▶ [Excerpt]:
--------------------

As a result, solutions must accept the conditions \(m=-r-1\) (provided that \(m(r)\ne 0\)), \(r=0\) or \(x_{1}=0\) and \(n=s-1\) or \(s=0\). The condition \(r=x_{3}/x_{2}=0\) leads to \(x_{3}=0\) and the condition \(s=x_{5}/2x_{4}=0\) gives \(x_{5}=0\). This fact restricts the value of \(x_{5}\) to null, and with this choice the location of point \(\mathsf{P}_{4}\) in the phase space will be completely determined. Moreover, \(\mathsf{P}_{2}\) and \(\mathsf{P}_{4}\) must have \(x_{5}=0\) in order to completely represent a dominant de Sitter phase. Therefore, one of the novel features developed by violation of EMT conservation is the appearance of a new de Sitter solution (\(\mathsf{P}_{4}\)) as compared to the case of pure \(f(\mathsf{R})\) gravity, for which the properties depend upon the matter sector of the Lagrangian.⁷ Another interesting result is that a DE fixed point (\(\mathsf{P}_{6}\)) solution is obtained within this framework. This point indicates a dominant DE solution with an effective equation of state which depends on both the geometrical and the matter part of the Lagrangian via the parameters m and n. Let us now proceed with exploring the stability properties of the fixed points \(\mathsf{P}_{2}\), \(\mathsf{P}_{4}\), \(\mathsf{P}_{6}\) and \(\mathsf{P}_{8}\).

• The equilibrium points \(\mathsf{P}_{2}\) and \(\mathsf{P}_{4}\).

  These two points have the same eigenvalues given as

  $$\begin{aligned}&-\frac{5}{2},\quad -3 ,\quad -\frac{6 n}{2 n+1},\quad -\frac{1}{2} \left( 3+\sqrt{25-\frac{16}{m}}\right) ,\nonumber \\ {}&\quad -\frac{1}{2} \left( 3-\sqrt{25-\frac{16}{m}}\right) . \end{aligned}$$

  (55)

  Therefore, these points are representative of stable equilibrium points if the m and n parameters satisfy the following intervals⁸:

  $$\begin{aligned} 0< m<1, \quad \text{ with }\quad n<-\frac{1}{2} \quad \text{ or }\quad n>0. \end{aligned}$$

  (56)

--------------------

▶ [Data records]:
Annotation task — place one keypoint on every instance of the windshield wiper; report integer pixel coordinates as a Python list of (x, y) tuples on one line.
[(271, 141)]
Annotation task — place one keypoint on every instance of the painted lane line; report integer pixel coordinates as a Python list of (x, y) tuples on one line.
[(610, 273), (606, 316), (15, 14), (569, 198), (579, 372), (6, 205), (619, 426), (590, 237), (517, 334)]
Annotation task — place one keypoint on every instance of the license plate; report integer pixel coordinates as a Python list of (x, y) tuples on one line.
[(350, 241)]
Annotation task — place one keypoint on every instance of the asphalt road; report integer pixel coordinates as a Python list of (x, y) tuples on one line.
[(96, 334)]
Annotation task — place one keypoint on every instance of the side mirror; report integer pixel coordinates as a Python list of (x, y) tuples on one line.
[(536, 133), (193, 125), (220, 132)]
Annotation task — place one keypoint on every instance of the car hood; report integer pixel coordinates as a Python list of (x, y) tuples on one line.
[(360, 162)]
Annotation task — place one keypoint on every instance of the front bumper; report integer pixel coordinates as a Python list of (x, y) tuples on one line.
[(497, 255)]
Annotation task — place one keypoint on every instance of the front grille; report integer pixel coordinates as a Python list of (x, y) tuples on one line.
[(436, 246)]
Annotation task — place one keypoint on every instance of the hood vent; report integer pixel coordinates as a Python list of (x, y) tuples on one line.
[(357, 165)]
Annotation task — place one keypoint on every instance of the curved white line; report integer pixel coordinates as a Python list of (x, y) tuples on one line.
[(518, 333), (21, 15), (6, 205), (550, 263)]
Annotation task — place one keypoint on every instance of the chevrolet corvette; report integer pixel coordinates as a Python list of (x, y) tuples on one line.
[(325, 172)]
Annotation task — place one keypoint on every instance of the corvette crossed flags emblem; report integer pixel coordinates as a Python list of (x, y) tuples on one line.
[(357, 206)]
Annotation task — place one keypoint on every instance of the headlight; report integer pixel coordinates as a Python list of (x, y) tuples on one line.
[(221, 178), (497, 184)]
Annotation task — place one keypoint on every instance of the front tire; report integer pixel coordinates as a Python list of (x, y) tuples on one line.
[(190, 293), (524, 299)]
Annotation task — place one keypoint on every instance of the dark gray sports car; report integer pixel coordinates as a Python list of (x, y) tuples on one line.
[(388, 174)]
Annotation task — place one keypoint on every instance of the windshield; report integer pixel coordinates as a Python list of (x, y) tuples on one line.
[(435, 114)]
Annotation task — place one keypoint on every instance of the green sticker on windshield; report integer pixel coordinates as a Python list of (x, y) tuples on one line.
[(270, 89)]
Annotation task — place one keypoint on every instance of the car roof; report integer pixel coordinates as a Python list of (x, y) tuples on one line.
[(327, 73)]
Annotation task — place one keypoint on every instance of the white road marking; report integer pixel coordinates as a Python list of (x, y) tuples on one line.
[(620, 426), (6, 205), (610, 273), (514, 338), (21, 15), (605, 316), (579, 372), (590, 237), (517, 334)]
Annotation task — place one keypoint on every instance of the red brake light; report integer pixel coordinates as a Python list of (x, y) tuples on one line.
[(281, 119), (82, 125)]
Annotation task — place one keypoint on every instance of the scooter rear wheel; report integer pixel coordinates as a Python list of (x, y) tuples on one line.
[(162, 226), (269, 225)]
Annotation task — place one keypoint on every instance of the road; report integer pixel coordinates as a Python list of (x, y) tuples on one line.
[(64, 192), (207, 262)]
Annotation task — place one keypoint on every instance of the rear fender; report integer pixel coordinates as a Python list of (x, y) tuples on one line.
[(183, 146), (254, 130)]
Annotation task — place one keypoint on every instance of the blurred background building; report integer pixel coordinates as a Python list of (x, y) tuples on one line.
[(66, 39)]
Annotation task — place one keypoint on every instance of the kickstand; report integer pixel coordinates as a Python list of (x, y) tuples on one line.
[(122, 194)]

--------------------

▶ [Instructions to follow]: Extend the excerpt on the stability of fixed points in modified gravity, picking up right after its last sentence. The records have no connection to the text.

▶ [Result for this exercise]:
  The stability region for these solutions is presented in gray color in the right panel of Fig. 1. It is seen that, for every curve lying within the gray region, \(\mathsf{P}_{2}\) or \(\mathsf{P}_{4}\) will represent a late-time solution.

• The equilibrium Point \(\mathsf{P}_{6}\).

  The eigenvalues for this equilibrium point are obtained:

  $$\begin{aligned}&\frac{6 n}{2 n+3},\quad i(m,n),\quad j(m,n),\quad \frac{6 (n+1) \left( m'+1\right) }{2 n+3},\nonumber \\ {}&\quad -\frac{6 (n+1) \left( n'-1\right) }{2 n+3}, \end{aligned}$$

  (57)

  where

  $$\begin{aligned} i(m,n)&=-\frac{3 \sqrt{m} (m+n+2)+k(m,n)}{2 \sqrt{m} (m+1) (2 n+3)},\nonumber \\ j(m,n)&=\frac{-3 \sqrt{m} (m+n+2)+k(m,n)}{2 \sqrt{m} (m+1) (2 n+3)},\nonumber \\ k(m,n)&=\left[ m^3 (16 n+21)^2+2 m^2 (5 n+6) (16 n+33)\right. \nonumber \\&\quad \left. -\,m (n (31 n+60)+36)-8 (n+3) (2 n+3)\right] ^{1/2}, \end{aligned}$$

  (58)

  where \(m'\equiv \mathrm{d}m(r)/\mathrm{d}r\) and \(n'\equiv \mathrm{d}n(s)/ds\) must be calculated at the desired fixed point. There are two classes of solutions in which the fixed point \(\mathsf{P}_{6}\) is a stable point. The first class corresponds to those for which \(\mathsf{P}_{6}\) is a stable node and those for which \(\mathsf{P}_{6}\) is a spiral source. We have plotted the stability region for this point in the left panel of Fig. 1.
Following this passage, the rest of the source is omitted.